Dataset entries
-*-*-
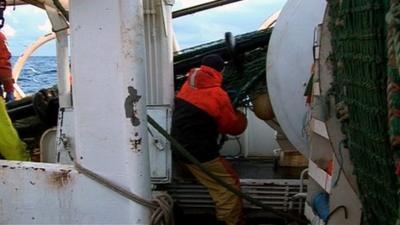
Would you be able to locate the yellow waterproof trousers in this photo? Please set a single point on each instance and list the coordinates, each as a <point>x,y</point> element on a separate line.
<point>11,147</point>
<point>229,207</point>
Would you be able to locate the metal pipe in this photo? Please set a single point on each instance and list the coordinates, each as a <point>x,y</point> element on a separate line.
<point>201,7</point>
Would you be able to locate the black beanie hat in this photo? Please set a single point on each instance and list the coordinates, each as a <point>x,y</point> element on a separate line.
<point>214,61</point>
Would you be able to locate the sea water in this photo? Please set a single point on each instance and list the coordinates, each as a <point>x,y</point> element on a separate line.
<point>38,72</point>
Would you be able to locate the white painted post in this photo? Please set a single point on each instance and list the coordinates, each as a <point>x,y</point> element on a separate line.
<point>64,83</point>
<point>108,66</point>
<point>159,43</point>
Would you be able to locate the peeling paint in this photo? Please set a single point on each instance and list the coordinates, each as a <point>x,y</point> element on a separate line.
<point>60,178</point>
<point>131,106</point>
<point>136,144</point>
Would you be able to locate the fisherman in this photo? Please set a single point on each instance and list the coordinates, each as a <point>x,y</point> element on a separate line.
<point>6,80</point>
<point>202,111</point>
<point>11,146</point>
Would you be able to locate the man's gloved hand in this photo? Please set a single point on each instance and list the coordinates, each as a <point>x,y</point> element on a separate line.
<point>10,96</point>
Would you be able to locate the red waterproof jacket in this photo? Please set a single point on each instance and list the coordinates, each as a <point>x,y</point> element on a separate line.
<point>5,65</point>
<point>202,110</point>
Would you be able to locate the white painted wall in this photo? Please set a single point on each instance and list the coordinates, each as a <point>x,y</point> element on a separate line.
<point>257,140</point>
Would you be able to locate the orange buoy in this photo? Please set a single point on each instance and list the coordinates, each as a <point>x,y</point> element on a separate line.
<point>240,125</point>
<point>262,107</point>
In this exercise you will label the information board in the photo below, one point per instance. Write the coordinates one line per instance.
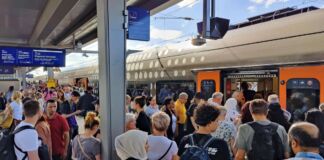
(139, 24)
(36, 57)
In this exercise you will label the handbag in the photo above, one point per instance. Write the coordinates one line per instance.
(82, 149)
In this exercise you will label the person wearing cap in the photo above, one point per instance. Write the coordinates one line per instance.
(191, 125)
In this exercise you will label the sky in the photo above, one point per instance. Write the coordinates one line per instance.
(164, 29)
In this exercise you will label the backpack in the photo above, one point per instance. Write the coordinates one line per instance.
(266, 143)
(7, 146)
(195, 152)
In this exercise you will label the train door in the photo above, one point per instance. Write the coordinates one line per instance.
(208, 82)
(262, 82)
(301, 88)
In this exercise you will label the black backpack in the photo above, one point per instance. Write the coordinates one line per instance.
-*-*-
Work item: Output only a verbatim copy of the lines spanning from the line that contains "In this exercise you will label the train" to the end of the records above.

Written answer:
In this exercise you will label the train door in the photo above, one point per instance. Write the coordinates one line per instance.
(208, 82)
(262, 82)
(301, 88)
In this exercise you will label the black backpack in the photo above, one point per instance. Write the coordinates one line per instance.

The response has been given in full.